### GIVEN ENTRIES
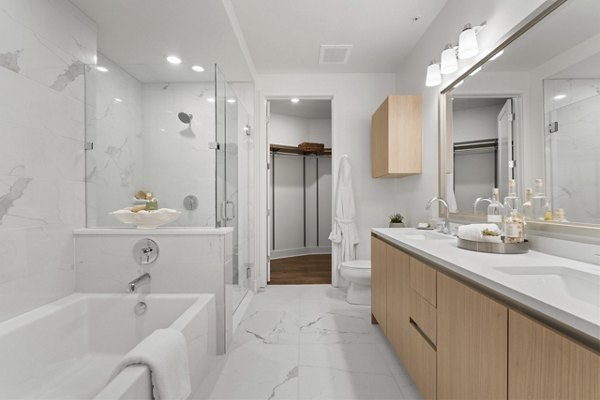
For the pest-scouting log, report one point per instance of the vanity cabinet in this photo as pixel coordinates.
(396, 137)
(459, 342)
(379, 282)
(398, 287)
(543, 364)
(472, 344)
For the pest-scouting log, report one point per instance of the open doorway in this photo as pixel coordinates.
(300, 191)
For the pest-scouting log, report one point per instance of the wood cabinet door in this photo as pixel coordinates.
(543, 364)
(398, 288)
(379, 282)
(472, 343)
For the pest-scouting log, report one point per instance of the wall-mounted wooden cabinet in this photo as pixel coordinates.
(458, 342)
(396, 137)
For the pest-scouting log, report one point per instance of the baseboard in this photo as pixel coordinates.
(305, 251)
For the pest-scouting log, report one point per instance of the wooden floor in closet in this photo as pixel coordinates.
(301, 270)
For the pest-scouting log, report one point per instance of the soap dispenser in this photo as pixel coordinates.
(528, 205)
(495, 209)
(540, 205)
(512, 201)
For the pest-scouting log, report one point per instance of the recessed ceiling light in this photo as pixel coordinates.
(498, 54)
(174, 60)
(474, 72)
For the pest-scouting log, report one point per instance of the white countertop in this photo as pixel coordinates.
(560, 289)
(199, 231)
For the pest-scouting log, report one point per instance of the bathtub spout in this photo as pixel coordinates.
(140, 280)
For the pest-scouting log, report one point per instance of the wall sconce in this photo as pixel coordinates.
(467, 43)
(434, 77)
(449, 63)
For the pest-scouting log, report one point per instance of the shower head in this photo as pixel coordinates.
(185, 117)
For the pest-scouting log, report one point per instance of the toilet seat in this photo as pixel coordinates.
(357, 264)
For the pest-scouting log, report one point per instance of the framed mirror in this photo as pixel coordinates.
(529, 111)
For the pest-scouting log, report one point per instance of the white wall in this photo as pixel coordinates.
(288, 130)
(501, 17)
(42, 124)
(354, 99)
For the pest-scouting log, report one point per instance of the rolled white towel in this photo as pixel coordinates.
(164, 352)
(473, 232)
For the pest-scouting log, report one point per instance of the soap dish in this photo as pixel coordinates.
(498, 248)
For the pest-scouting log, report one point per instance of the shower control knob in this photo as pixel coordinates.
(190, 202)
(145, 251)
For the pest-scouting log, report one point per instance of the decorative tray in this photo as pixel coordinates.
(493, 247)
(146, 219)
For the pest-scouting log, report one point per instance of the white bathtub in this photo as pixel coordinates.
(68, 349)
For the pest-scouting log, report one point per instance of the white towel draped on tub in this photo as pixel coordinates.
(164, 352)
(344, 234)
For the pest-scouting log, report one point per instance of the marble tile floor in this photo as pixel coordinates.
(306, 342)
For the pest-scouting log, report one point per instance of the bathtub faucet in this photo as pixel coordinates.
(140, 280)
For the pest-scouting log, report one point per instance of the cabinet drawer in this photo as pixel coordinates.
(422, 364)
(423, 280)
(424, 315)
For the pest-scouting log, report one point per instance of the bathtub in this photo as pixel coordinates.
(68, 349)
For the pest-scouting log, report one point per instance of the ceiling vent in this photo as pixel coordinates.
(335, 53)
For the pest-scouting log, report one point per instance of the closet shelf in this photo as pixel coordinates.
(280, 148)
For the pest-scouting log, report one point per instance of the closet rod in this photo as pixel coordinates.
(276, 153)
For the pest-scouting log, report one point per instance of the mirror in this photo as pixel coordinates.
(532, 111)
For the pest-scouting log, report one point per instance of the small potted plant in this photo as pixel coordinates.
(396, 221)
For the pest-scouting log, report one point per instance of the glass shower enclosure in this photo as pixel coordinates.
(188, 143)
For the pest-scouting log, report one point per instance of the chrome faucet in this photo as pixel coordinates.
(140, 280)
(479, 200)
(446, 228)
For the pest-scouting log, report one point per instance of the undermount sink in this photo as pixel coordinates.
(582, 285)
(426, 236)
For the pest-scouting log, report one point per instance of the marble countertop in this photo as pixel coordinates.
(564, 292)
(181, 231)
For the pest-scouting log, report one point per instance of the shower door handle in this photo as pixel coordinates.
(227, 202)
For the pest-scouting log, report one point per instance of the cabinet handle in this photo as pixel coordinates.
(423, 335)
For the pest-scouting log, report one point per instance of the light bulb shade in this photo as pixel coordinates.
(449, 62)
(467, 44)
(434, 77)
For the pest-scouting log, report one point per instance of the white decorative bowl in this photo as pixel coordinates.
(146, 219)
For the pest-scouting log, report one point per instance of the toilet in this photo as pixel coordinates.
(358, 274)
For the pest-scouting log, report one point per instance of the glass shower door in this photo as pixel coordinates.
(231, 117)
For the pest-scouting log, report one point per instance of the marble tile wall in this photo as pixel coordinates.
(43, 48)
(572, 163)
(114, 125)
(176, 158)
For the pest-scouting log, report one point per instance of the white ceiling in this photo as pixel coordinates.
(139, 34)
(569, 25)
(306, 108)
(284, 36)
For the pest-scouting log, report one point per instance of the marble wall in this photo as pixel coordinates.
(177, 160)
(114, 124)
(572, 162)
(44, 46)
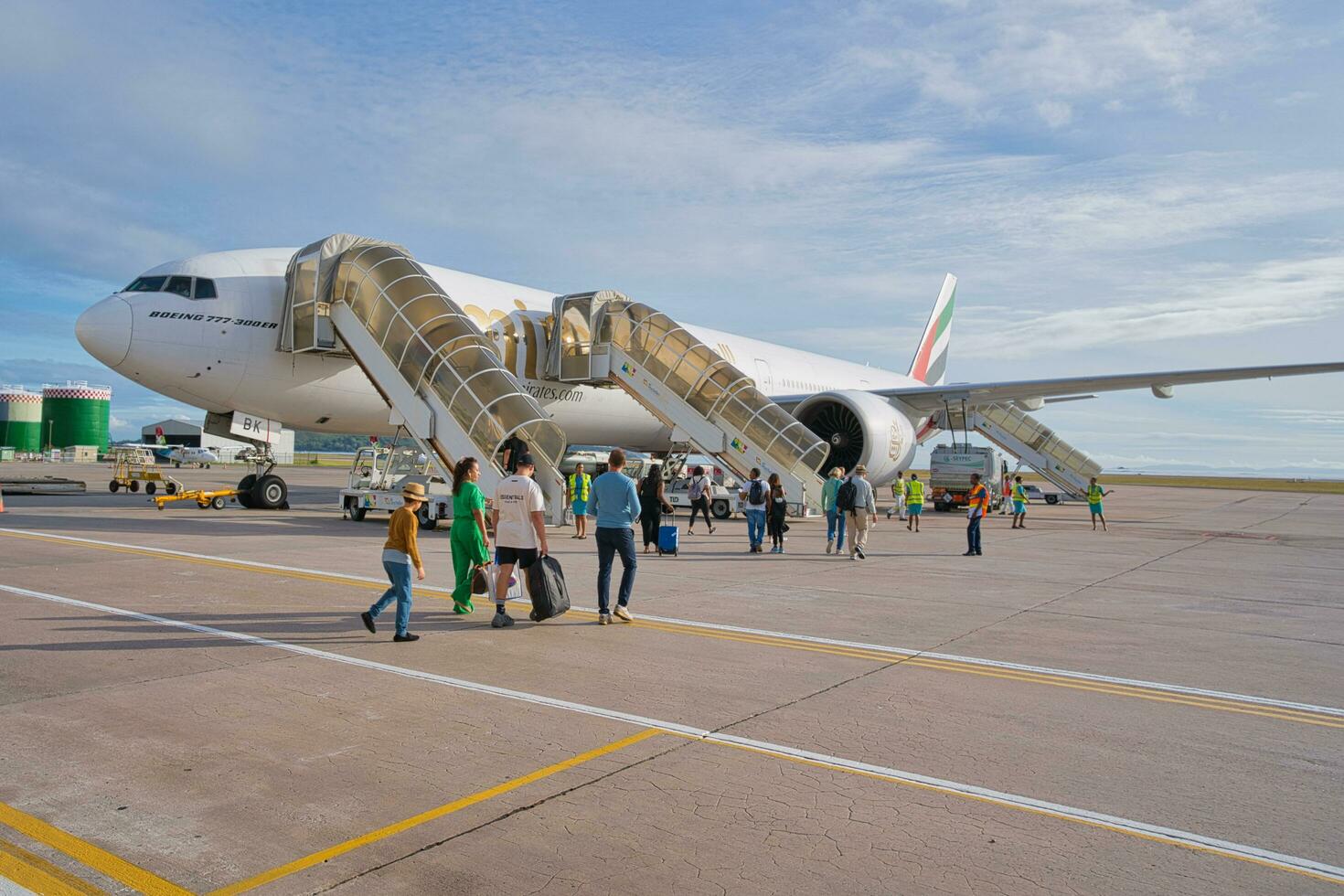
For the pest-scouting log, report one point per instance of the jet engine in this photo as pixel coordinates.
(859, 427)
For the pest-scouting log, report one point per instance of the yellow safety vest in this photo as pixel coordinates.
(578, 491)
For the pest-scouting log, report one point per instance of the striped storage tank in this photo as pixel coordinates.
(20, 418)
(76, 414)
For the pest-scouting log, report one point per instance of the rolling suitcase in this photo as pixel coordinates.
(546, 587)
(669, 536)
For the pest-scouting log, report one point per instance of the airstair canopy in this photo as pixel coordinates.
(431, 361)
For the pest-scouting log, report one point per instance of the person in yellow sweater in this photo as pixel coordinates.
(400, 558)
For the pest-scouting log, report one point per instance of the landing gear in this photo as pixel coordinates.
(271, 493)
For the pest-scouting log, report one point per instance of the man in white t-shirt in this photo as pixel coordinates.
(519, 520)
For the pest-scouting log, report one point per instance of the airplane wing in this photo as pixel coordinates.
(930, 398)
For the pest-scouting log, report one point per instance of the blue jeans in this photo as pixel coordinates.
(835, 528)
(609, 543)
(755, 527)
(400, 592)
(974, 534)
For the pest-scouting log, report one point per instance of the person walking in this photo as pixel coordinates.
(519, 518)
(699, 491)
(754, 496)
(615, 507)
(775, 513)
(468, 539)
(575, 492)
(835, 518)
(898, 496)
(864, 508)
(1019, 504)
(652, 506)
(977, 506)
(400, 555)
(914, 503)
(1094, 496)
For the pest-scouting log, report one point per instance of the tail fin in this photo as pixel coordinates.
(930, 363)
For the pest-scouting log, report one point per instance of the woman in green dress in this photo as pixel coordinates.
(471, 544)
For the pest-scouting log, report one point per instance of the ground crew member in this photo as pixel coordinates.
(577, 491)
(1019, 504)
(977, 506)
(898, 493)
(468, 540)
(1094, 496)
(914, 503)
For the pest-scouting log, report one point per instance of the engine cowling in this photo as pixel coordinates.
(860, 427)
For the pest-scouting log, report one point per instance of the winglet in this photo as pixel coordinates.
(930, 363)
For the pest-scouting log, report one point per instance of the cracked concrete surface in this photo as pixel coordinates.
(208, 761)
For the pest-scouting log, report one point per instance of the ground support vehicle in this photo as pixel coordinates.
(722, 501)
(951, 469)
(134, 465)
(378, 475)
(217, 498)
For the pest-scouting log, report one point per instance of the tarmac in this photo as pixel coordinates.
(188, 703)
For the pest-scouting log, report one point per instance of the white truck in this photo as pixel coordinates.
(951, 469)
(377, 478)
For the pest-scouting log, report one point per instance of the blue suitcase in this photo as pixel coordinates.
(669, 536)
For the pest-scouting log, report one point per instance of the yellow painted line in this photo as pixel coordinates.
(86, 853)
(1032, 810)
(1278, 713)
(37, 873)
(446, 809)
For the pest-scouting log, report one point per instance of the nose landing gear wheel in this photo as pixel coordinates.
(271, 493)
(245, 486)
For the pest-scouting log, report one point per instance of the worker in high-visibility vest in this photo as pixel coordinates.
(977, 506)
(1094, 496)
(575, 491)
(914, 503)
(1019, 504)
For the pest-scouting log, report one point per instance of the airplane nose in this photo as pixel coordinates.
(105, 331)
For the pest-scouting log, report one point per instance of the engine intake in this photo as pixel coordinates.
(860, 429)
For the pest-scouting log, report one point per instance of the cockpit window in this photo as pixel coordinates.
(145, 285)
(179, 286)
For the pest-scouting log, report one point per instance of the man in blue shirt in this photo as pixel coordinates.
(615, 506)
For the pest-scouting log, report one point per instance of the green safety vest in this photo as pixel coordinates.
(578, 491)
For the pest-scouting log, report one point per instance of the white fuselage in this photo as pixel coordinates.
(222, 355)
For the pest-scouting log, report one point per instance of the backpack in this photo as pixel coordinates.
(846, 495)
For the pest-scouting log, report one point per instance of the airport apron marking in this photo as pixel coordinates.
(1172, 836)
(1155, 690)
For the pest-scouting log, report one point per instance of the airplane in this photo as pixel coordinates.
(199, 455)
(206, 331)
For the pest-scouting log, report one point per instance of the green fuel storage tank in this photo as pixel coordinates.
(76, 414)
(20, 418)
######
Express the material as a Markdown table with the columns Row and Text, starting at the line containing "airplane in this photo as pixel coordinates." and continuing through the last line. Give each line its own numbered row, and leave out any blank lines.

(EXERCISE ANSWER)
| Row | Text |
|---|---|
| 1 | For the pest-scouting log, report one point per instance of the airplane in this photo as pixel coordinates. |
| 2 | (199, 455) |
| 3 | (206, 331) |
| 4 | For the pest-scouting log, report one point per instance of the green fuel storage tank in this photo as pixel coordinates. |
| 5 | (76, 414) |
| 6 | (20, 418) |